Segment Start: THE DATA

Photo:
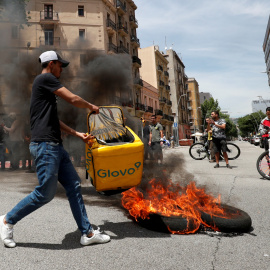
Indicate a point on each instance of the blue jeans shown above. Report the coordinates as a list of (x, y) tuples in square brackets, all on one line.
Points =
[(52, 165)]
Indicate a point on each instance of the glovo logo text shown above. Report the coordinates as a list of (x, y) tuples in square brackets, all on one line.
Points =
[(109, 173)]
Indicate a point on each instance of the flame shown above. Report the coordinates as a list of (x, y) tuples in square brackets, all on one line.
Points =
[(173, 200)]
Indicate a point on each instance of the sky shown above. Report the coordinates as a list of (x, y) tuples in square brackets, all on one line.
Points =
[(220, 43)]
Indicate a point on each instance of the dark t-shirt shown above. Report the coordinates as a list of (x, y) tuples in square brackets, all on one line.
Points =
[(43, 109)]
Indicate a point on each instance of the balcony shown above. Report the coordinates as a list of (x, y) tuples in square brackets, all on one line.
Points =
[(111, 27), (169, 103), (53, 42), (134, 40), (122, 49), (112, 48), (162, 100), (161, 83), (133, 21), (129, 105), (136, 61), (121, 7), (159, 112), (149, 109), (49, 17), (122, 30), (140, 107), (138, 82), (160, 68)]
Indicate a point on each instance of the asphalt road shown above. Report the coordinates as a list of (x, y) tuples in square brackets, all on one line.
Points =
[(48, 238)]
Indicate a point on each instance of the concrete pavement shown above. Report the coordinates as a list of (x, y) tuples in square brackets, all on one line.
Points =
[(48, 238)]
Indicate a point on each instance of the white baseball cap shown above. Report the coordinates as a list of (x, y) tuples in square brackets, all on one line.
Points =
[(52, 56)]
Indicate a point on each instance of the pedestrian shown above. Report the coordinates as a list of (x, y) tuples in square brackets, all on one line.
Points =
[(210, 140), (52, 161), (146, 134), (156, 133), (218, 126), (172, 141), (2, 147), (264, 129), (15, 140)]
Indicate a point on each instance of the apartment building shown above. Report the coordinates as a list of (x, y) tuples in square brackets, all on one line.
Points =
[(179, 97), (266, 50), (194, 106), (81, 31), (154, 70), (150, 98)]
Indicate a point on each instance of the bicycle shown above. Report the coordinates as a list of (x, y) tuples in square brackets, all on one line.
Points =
[(263, 161), (199, 151)]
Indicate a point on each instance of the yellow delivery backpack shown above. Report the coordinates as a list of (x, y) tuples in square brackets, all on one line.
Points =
[(115, 159)]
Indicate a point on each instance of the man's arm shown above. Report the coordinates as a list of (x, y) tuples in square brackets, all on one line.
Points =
[(75, 100), (75, 133)]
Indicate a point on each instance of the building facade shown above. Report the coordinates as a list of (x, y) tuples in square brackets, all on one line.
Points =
[(179, 97), (194, 105), (84, 31), (266, 50), (204, 96), (150, 98), (154, 70)]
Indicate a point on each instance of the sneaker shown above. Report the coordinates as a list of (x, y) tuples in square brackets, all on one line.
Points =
[(6, 231), (97, 238)]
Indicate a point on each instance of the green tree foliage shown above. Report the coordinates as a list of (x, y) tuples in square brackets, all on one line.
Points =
[(14, 11), (250, 123)]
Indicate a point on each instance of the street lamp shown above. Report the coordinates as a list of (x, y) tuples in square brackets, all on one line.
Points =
[(176, 122)]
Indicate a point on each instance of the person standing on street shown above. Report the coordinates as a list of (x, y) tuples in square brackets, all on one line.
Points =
[(218, 126), (52, 161), (264, 129), (156, 133)]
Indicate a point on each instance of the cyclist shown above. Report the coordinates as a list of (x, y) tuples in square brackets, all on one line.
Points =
[(210, 138), (219, 138), (264, 128)]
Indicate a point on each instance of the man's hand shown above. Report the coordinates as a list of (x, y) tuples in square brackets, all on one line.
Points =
[(95, 109), (86, 137)]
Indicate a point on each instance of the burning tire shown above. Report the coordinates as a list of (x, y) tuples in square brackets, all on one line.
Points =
[(172, 224), (235, 220)]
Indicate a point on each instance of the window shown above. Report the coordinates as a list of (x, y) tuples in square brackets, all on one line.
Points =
[(81, 11), (14, 32), (48, 12), (49, 37), (82, 60), (82, 34)]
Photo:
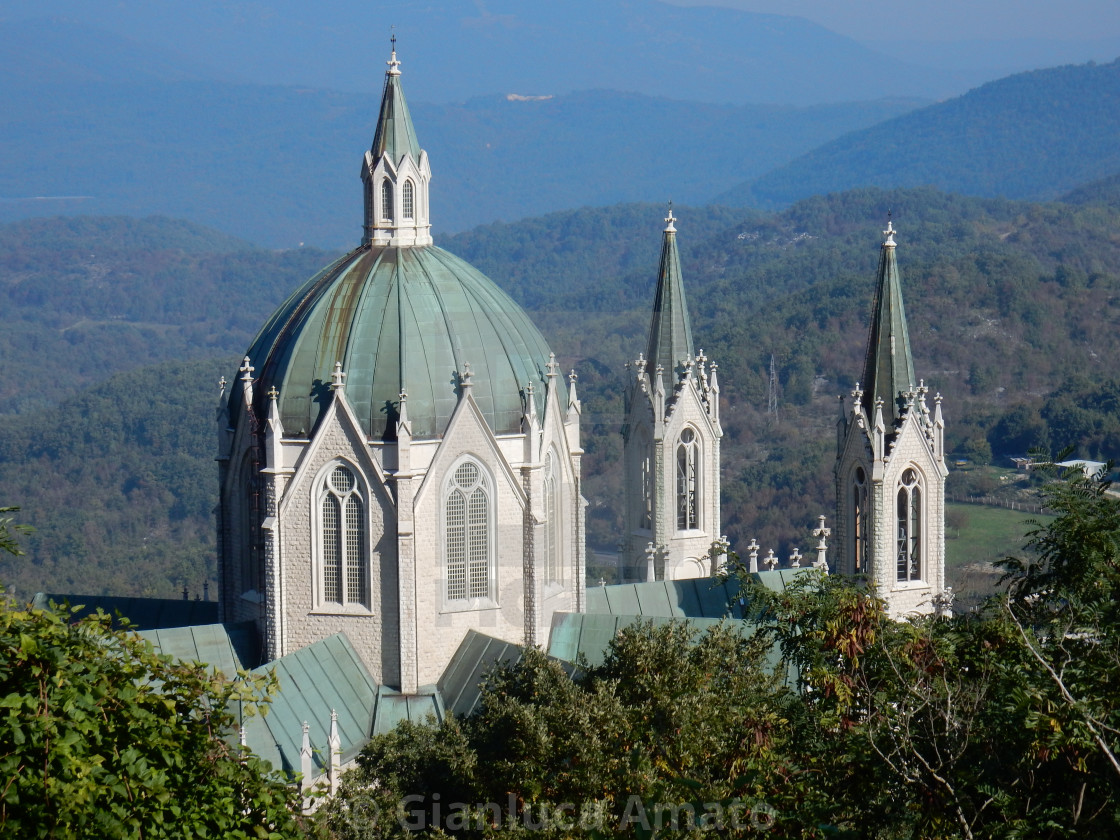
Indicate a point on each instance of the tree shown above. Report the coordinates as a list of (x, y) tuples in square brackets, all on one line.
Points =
[(672, 729), (100, 736)]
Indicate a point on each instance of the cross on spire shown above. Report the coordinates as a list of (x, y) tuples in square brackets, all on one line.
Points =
[(822, 533), (753, 553), (394, 66), (337, 379)]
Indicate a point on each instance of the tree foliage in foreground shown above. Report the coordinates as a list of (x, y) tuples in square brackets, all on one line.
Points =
[(997, 724), (100, 736)]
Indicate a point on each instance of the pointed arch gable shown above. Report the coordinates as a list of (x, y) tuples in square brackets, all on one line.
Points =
[(341, 414), (469, 417)]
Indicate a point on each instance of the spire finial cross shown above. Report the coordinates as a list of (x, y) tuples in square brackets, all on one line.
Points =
[(771, 560), (337, 378), (889, 233), (394, 66)]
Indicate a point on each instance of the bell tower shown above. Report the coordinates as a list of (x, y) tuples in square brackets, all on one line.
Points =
[(671, 440), (395, 173), (890, 464)]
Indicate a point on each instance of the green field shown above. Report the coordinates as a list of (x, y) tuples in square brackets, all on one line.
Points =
[(976, 537)]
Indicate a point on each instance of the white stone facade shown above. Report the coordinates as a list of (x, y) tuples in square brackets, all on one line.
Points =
[(408, 630), (663, 541)]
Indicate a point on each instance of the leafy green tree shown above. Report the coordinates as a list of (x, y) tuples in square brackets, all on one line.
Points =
[(100, 736), (670, 730)]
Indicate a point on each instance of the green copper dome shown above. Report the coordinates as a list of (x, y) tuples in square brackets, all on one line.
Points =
[(399, 319)]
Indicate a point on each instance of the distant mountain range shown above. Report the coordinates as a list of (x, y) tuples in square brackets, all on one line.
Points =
[(456, 49), (1030, 136), (279, 166), (94, 123)]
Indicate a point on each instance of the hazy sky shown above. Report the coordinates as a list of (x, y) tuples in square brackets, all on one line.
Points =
[(946, 19)]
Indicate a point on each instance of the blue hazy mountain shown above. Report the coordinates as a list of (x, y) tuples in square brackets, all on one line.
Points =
[(456, 49), (1029, 136), (100, 126)]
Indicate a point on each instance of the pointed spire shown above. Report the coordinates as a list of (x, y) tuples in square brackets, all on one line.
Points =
[(394, 136), (395, 173), (888, 366), (670, 341)]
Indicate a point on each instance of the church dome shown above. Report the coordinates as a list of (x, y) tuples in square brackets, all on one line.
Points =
[(399, 319), (398, 314)]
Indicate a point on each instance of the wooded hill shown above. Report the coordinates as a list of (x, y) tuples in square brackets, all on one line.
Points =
[(1029, 136), (1010, 308)]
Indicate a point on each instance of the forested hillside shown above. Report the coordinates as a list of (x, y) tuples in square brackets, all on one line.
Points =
[(1030, 136), (84, 298), (279, 166), (1011, 308)]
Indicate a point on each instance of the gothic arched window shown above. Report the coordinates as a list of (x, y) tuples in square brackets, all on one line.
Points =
[(343, 567), (468, 543), (908, 518), (645, 478), (688, 481), (407, 201), (860, 523), (553, 571), (386, 201)]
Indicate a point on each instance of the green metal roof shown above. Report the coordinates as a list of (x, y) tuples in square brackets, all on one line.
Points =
[(670, 330), (142, 613), (460, 683), (888, 370), (398, 319), (395, 136), (315, 680), (579, 634), (693, 598), (227, 649)]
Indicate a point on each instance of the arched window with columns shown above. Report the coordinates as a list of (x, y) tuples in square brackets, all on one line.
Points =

Segment End: THE DATA

WORK TASK:
Copy out every line above where "blue" is present.

SOLUTION TO THE PROBLEM:
Indicate a point on each instance of the blue jeans shown above. Report the coordinates as a list of (x, y) tuples in square brackets, all on one line.
Indicate a point on each instance of the blue hazy mountain shown above. Report the coordinates as a list of (x, y) tuples in square brackets, all on one line.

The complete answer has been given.